Supplied data Start Marker

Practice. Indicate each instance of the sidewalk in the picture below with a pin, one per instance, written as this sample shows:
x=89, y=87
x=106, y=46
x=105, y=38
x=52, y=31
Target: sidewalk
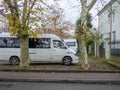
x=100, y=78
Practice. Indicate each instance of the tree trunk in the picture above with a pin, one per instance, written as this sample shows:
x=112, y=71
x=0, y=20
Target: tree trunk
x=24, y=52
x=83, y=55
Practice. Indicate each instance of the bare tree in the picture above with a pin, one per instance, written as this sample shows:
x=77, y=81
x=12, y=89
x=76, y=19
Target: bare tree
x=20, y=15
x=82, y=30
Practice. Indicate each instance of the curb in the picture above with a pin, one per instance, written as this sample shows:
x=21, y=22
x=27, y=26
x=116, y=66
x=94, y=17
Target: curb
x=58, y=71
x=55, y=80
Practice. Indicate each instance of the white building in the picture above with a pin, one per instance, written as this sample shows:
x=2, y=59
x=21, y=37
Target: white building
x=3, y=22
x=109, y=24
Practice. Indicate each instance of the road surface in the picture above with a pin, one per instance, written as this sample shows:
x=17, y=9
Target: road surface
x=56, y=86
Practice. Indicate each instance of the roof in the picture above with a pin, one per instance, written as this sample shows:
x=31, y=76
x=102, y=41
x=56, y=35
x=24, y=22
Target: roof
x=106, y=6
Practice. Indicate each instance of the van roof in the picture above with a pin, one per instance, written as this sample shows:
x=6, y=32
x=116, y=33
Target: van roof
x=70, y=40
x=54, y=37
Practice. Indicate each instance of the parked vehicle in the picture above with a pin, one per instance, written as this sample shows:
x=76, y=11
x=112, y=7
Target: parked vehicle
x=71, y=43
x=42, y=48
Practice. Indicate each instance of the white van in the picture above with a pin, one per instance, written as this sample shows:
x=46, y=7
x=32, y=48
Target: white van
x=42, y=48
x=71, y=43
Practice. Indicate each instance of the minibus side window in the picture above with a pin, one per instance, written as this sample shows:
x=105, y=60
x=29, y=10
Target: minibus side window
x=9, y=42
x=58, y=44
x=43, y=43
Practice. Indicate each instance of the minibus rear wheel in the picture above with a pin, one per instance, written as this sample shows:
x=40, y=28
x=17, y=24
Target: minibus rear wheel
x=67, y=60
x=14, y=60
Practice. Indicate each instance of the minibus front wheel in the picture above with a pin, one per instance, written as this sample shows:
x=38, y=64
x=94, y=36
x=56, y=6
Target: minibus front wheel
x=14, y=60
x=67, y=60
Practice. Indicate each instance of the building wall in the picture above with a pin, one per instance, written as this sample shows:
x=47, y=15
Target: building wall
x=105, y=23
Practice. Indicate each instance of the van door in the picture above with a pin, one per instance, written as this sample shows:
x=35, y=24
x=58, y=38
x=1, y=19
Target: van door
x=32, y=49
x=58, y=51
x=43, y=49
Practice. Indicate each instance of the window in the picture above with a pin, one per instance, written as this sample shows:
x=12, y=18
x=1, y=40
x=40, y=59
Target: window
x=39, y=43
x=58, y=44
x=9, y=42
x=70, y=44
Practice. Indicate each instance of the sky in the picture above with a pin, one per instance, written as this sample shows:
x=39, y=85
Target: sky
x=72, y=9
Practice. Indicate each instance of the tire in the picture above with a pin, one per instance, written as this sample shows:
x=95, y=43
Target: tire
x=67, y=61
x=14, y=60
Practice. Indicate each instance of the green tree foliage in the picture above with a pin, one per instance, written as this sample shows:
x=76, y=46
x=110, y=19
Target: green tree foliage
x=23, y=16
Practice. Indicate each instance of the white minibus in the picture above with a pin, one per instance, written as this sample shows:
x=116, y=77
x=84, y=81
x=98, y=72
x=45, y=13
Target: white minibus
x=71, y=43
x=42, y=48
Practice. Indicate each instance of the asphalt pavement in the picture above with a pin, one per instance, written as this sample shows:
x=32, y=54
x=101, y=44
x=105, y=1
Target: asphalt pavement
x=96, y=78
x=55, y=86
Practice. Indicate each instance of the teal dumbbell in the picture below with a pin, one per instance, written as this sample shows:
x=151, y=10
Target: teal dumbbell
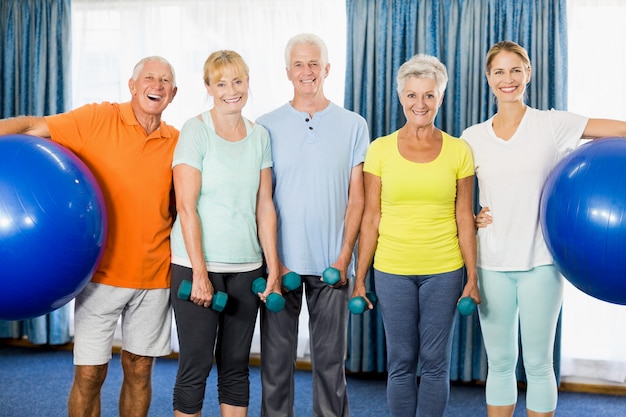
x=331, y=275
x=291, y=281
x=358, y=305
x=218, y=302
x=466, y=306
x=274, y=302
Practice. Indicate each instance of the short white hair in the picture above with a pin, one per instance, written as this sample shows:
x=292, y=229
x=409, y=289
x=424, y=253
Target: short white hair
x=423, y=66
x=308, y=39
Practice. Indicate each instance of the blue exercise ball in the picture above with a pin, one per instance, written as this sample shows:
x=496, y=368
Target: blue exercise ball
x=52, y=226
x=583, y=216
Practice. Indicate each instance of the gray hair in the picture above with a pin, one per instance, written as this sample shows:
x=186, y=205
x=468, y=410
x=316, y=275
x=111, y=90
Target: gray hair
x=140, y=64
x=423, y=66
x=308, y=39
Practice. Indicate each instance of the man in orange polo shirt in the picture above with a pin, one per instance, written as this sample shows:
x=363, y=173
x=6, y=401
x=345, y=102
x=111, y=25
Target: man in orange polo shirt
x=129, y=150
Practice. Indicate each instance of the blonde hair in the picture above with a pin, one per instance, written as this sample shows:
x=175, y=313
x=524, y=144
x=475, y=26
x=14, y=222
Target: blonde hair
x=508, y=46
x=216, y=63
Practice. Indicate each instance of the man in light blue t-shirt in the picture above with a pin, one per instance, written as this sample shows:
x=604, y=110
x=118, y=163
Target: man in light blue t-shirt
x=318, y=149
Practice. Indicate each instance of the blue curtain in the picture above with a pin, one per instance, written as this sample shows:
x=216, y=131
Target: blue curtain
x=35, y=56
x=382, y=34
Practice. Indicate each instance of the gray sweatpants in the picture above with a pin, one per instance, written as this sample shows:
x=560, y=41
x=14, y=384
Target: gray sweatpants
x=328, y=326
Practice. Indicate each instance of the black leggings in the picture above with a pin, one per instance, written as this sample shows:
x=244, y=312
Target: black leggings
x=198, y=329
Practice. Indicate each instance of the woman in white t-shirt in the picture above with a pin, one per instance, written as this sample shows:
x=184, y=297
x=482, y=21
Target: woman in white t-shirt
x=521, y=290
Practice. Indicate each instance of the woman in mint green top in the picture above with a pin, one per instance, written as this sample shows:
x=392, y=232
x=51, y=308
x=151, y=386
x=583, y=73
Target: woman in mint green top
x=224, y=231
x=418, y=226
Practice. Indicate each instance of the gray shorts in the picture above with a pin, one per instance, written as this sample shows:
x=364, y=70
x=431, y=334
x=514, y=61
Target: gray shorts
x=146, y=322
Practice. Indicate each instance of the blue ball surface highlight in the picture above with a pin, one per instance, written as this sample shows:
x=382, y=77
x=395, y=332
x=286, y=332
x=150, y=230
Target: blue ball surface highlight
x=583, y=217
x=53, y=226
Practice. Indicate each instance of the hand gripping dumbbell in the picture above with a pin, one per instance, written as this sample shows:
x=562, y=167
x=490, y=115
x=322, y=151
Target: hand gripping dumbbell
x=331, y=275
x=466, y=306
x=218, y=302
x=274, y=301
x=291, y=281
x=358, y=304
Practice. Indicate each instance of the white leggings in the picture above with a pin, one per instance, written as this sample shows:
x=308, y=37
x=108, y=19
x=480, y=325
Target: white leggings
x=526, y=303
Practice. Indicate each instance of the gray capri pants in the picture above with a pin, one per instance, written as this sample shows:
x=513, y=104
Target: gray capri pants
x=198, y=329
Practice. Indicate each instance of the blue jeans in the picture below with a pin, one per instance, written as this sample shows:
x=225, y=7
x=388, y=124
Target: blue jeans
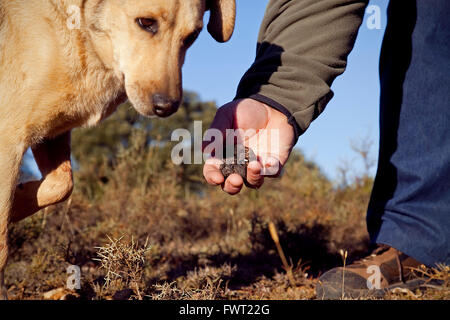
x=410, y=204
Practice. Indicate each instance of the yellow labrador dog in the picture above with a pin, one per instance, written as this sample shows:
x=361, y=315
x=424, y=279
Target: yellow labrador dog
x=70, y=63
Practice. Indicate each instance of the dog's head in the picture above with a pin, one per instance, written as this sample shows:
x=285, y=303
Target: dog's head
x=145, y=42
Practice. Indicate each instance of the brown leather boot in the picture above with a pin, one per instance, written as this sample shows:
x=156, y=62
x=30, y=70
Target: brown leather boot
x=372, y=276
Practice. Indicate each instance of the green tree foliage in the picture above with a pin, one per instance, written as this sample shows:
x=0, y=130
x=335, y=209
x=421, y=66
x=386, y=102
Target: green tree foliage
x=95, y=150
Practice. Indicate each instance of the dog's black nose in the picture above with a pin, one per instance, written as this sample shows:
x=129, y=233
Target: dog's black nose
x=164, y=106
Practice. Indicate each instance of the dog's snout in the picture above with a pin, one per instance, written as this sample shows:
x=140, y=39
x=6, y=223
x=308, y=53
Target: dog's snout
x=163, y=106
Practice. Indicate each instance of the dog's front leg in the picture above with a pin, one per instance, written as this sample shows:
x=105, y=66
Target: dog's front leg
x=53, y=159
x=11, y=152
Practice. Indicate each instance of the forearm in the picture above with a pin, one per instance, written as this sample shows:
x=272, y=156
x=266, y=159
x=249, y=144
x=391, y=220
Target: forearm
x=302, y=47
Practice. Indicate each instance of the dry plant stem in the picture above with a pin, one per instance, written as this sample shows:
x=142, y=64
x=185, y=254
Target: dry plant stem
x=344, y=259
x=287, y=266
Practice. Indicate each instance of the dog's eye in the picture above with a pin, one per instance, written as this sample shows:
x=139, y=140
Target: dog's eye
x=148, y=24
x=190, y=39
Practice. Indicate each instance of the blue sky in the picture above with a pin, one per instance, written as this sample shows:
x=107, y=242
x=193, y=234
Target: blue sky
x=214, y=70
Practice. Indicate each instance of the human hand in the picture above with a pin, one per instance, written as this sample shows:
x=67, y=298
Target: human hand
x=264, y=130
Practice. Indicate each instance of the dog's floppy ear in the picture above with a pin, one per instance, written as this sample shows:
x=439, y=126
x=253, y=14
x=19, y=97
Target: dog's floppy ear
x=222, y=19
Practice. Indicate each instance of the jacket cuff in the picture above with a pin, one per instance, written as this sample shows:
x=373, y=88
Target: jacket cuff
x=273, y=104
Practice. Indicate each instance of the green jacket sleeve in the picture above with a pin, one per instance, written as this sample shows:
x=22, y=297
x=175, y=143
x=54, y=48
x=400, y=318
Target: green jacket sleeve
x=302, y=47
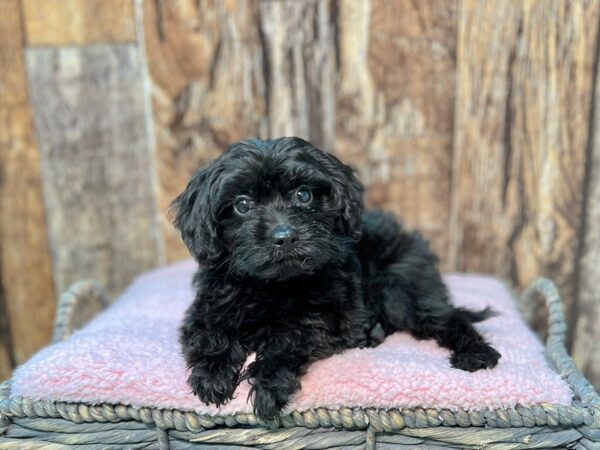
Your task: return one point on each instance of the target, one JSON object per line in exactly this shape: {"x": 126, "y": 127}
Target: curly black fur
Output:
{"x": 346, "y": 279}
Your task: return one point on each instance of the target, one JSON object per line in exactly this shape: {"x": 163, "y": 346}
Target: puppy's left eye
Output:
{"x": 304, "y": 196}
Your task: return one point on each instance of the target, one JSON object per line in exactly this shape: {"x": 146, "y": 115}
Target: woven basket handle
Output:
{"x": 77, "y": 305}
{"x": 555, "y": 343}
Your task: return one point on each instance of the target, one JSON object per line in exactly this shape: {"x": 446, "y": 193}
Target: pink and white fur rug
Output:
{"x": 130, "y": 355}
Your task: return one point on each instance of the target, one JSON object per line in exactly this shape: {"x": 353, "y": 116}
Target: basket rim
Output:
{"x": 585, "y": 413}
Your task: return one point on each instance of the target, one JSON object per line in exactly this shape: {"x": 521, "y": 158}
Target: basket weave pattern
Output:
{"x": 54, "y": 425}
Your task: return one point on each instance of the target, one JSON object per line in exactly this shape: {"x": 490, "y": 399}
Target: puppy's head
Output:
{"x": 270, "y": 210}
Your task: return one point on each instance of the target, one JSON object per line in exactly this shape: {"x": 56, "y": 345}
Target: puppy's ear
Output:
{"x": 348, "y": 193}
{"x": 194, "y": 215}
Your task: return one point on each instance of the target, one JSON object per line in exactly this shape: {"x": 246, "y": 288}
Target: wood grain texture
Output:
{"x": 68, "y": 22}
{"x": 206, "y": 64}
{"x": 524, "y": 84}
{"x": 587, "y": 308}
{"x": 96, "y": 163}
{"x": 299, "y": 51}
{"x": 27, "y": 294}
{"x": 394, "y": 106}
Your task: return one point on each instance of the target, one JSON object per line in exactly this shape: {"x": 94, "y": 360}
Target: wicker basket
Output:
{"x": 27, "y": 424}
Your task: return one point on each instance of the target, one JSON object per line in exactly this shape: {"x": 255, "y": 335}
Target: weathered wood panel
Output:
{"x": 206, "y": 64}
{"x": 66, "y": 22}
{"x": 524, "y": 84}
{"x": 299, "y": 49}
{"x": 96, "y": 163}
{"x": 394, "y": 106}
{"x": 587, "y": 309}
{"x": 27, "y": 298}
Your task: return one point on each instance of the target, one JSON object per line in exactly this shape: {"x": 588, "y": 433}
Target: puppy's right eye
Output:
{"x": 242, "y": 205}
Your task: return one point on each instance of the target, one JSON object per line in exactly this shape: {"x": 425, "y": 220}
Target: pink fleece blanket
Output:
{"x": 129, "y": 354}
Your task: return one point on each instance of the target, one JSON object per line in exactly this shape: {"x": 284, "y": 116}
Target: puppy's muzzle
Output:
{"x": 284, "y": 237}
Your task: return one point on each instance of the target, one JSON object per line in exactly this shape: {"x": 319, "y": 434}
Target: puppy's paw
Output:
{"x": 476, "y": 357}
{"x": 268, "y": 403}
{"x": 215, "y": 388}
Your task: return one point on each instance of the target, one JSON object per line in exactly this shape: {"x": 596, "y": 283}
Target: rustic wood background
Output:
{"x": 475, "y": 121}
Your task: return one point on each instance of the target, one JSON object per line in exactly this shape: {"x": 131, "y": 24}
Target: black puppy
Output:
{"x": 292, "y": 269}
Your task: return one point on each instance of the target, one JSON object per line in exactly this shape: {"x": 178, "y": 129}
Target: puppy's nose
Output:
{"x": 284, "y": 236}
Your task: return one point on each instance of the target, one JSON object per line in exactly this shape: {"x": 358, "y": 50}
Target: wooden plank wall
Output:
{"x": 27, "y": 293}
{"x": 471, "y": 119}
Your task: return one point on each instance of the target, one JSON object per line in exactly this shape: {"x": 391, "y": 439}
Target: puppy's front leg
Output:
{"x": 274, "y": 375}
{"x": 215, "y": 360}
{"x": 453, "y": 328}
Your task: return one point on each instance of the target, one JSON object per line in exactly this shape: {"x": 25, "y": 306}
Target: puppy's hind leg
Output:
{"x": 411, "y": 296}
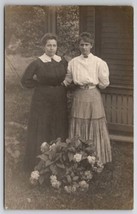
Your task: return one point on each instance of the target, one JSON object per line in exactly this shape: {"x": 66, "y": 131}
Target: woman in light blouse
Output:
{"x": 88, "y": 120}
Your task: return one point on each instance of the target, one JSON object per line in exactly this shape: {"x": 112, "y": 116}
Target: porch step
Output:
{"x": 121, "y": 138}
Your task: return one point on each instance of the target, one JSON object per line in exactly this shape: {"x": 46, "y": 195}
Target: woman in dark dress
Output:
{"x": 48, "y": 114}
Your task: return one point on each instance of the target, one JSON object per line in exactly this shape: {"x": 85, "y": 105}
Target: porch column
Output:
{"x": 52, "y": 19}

Supplied data End Marker

### Goal of the exercise:
How many lines of the records contain the word "pink"? Reply with the number and nothing else.

### Your response:
2